Swap "invoke" for "run" everywhere it occurs in the records below, and reproduce the records with everything else left unchanged.

Collected data entries:
☆ ☆ ☆ ☆ ☆
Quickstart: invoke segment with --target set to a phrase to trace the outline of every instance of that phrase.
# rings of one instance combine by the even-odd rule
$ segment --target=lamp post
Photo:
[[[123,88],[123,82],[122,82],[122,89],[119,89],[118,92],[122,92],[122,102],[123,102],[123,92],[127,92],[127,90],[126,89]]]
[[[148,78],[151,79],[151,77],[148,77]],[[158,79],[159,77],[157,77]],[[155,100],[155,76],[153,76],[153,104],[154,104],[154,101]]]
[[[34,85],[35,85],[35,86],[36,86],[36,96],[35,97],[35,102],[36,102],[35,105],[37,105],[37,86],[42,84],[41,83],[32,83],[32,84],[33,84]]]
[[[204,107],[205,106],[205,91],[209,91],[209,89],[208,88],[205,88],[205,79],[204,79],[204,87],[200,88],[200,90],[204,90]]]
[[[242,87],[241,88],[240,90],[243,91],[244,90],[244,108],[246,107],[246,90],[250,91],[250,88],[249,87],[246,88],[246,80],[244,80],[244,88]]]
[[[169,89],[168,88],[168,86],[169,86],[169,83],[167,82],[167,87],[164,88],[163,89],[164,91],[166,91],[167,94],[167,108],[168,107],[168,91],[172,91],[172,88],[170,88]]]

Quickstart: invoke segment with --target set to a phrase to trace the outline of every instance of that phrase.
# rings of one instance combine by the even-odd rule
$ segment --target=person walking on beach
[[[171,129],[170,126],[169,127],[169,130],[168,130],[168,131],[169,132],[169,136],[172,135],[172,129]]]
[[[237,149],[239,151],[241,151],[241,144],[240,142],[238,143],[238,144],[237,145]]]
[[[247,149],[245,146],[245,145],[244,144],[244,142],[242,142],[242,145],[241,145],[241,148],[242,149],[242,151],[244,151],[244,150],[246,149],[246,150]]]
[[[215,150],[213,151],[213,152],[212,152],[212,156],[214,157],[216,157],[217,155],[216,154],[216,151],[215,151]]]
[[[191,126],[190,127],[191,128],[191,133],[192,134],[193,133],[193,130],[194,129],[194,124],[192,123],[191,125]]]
☆ ☆ ☆ ☆ ☆
SOLUTION TO THE EXERCISE:
Quickstart: run segment with --target set to a phrase to trace the outline of every instance of that phrase.
# rings of one instance combine by the even-odd rule
$ segment --target=lamp post
Photo:
[[[123,88],[123,82],[122,82],[122,89],[119,89],[118,92],[122,92],[122,102],[123,102],[123,92],[127,92],[127,90],[126,89]]]
[[[148,78],[151,79],[151,77],[148,77]],[[158,79],[159,77],[157,77]],[[155,100],[155,76],[153,76],[153,104],[154,104],[154,101]]]
[[[34,85],[35,85],[35,86],[36,86],[36,96],[35,97],[35,102],[36,102],[35,105],[37,105],[37,86],[42,84],[41,83],[32,83],[32,84],[33,84]]]
[[[204,107],[205,106],[205,91],[209,91],[209,89],[208,88],[205,88],[205,79],[204,79],[204,87],[200,88],[200,90],[204,90]]]
[[[242,87],[241,88],[240,90],[243,91],[244,90],[244,108],[246,107],[246,90],[250,91],[250,88],[249,87],[246,88],[246,80],[244,80],[244,88]]]
[[[169,89],[168,88],[168,86],[169,86],[169,83],[167,82],[167,87],[164,88],[163,89],[164,91],[166,91],[167,94],[167,108],[168,107],[168,91],[172,91],[172,88],[170,88]]]

Quickstart: run segment with --target set to a phrase to trace the outline of every instance of that phrase.
# rings of one instance combine by the even-odd rule
$ segment --target=person walking on beach
[[[171,129],[170,126],[169,127],[169,130],[168,130],[168,131],[169,132],[169,136],[172,135],[172,129]]]
[[[237,149],[239,151],[241,151],[241,144],[240,142],[238,143],[238,144],[237,145]]]
[[[247,149],[245,146],[245,145],[244,144],[244,142],[242,142],[242,145],[241,145],[241,148],[242,149],[242,151],[244,151],[244,150],[246,149],[246,150]]]
[[[215,150],[213,151],[213,152],[212,152],[212,156],[214,157],[216,157],[217,155],[216,154],[216,151],[215,151]]]
[[[191,126],[190,127],[191,128],[191,133],[192,134],[193,133],[193,130],[194,129],[194,124],[192,123],[191,125]]]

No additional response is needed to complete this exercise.